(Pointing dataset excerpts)
[Start]

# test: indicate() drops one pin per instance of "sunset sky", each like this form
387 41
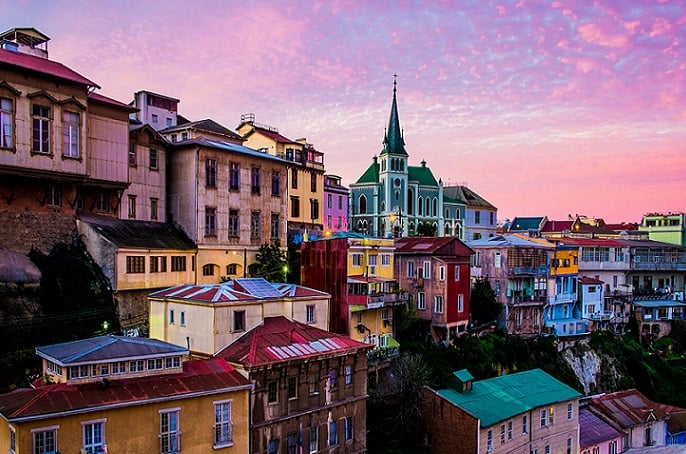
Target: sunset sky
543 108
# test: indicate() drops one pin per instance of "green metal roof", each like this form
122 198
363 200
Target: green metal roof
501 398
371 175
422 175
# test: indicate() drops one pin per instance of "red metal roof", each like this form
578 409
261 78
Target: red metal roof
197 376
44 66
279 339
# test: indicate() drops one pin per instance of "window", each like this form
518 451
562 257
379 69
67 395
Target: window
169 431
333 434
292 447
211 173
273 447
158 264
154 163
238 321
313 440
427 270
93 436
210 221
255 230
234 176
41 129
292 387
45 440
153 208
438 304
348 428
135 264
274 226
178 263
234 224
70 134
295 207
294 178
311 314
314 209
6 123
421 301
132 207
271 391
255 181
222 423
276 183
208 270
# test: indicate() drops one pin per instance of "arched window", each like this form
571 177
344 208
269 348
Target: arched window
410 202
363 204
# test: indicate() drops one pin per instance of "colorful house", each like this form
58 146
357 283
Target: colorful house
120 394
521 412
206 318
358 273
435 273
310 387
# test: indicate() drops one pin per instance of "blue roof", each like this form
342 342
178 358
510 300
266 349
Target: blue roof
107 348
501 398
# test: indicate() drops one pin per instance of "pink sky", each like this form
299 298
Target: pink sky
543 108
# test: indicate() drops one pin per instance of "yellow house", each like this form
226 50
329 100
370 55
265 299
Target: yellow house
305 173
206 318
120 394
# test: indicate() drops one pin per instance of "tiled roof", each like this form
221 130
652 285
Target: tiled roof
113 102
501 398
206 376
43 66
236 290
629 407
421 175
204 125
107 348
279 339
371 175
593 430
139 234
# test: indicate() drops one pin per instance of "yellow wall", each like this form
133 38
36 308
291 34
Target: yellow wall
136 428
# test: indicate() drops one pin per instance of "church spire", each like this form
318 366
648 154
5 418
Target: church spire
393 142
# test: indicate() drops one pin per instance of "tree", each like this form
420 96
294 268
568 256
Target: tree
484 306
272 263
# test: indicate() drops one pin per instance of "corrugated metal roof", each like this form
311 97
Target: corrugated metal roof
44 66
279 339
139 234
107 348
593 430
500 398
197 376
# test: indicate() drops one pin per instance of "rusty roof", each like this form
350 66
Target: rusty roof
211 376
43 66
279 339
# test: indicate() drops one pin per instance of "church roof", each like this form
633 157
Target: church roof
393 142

[End]
[Start]

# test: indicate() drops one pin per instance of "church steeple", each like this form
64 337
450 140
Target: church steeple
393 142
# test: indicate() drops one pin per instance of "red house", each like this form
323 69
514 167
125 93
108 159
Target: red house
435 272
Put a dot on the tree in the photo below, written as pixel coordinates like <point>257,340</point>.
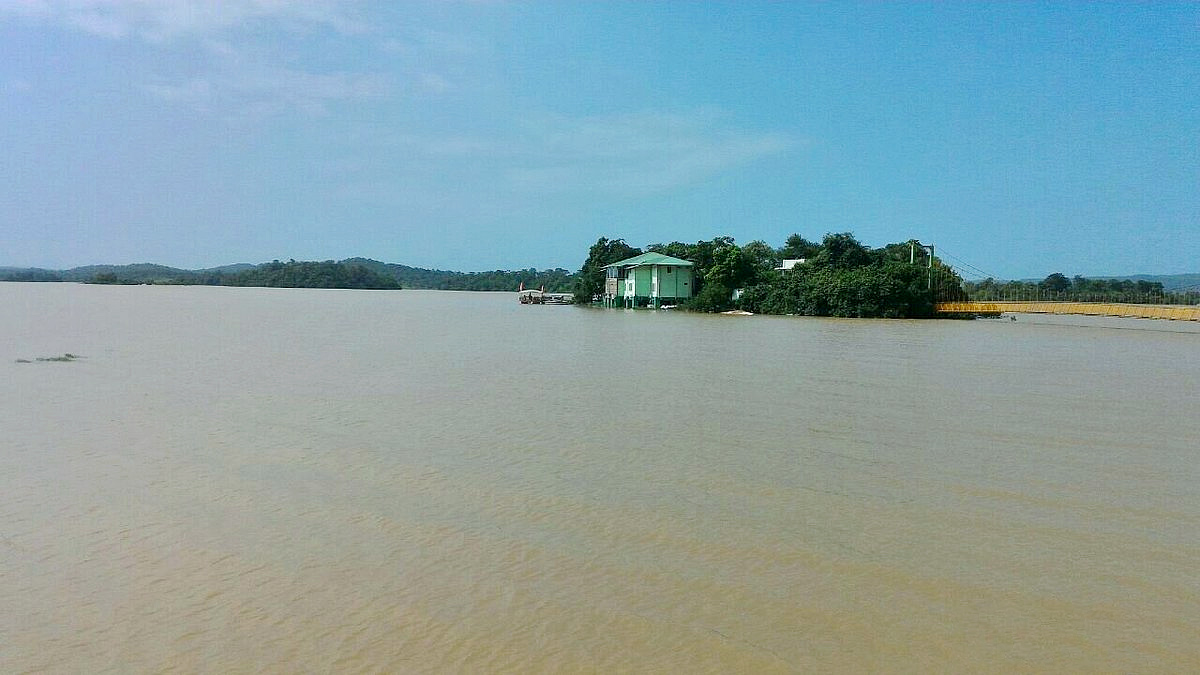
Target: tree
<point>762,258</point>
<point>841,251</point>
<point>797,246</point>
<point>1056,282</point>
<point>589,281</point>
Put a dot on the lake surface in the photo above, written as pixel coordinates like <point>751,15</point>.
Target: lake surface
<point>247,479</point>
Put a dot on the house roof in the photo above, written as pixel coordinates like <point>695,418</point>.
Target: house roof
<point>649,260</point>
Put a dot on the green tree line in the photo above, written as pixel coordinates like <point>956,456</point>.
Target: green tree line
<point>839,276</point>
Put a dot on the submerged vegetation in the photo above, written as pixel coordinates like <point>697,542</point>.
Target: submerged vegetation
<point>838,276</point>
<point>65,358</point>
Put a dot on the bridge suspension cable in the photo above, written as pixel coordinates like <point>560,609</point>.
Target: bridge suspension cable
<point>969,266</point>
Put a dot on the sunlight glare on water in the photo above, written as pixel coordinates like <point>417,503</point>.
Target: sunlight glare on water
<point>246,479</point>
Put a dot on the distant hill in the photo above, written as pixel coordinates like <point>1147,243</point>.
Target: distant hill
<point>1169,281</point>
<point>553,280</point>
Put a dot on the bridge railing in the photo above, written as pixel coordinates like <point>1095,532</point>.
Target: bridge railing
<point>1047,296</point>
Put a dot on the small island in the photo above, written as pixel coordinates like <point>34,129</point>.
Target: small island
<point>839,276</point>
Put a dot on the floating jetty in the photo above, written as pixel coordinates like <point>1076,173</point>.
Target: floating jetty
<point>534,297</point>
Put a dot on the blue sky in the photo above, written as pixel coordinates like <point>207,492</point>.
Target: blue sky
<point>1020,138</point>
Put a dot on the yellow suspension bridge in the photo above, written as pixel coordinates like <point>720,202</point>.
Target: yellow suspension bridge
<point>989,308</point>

[End]

What you will do:
Could you give again the lines from the line containing "Put a dot on the submerged" through the line containing "<point>1047,296</point>", both included, with nothing changed?

Expected answer:
Put a dot on the submerged vegetation in the photo above, written as pixel coordinates like <point>697,542</point>.
Target: submerged vegetation
<point>838,276</point>
<point>65,358</point>
Put a dot on the bridge suspension cable in the photo above, written as pixel coordinates like <point>560,609</point>.
Target: bridge suspension cable
<point>969,266</point>
Put a dot on the sunlight glare on water in the photo above, written as pixel coordinates like <point>417,503</point>.
Target: sunlight glare on water
<point>246,479</point>
Put a dot on the distant hill in the photo above, written as pixel coordinates like <point>1147,243</point>.
Target: distant hill
<point>1169,281</point>
<point>553,280</point>
Put a dot on the bridge railing in the photo above, written as pixel coordinates like <point>1095,532</point>.
Target: bridge railing
<point>1047,296</point>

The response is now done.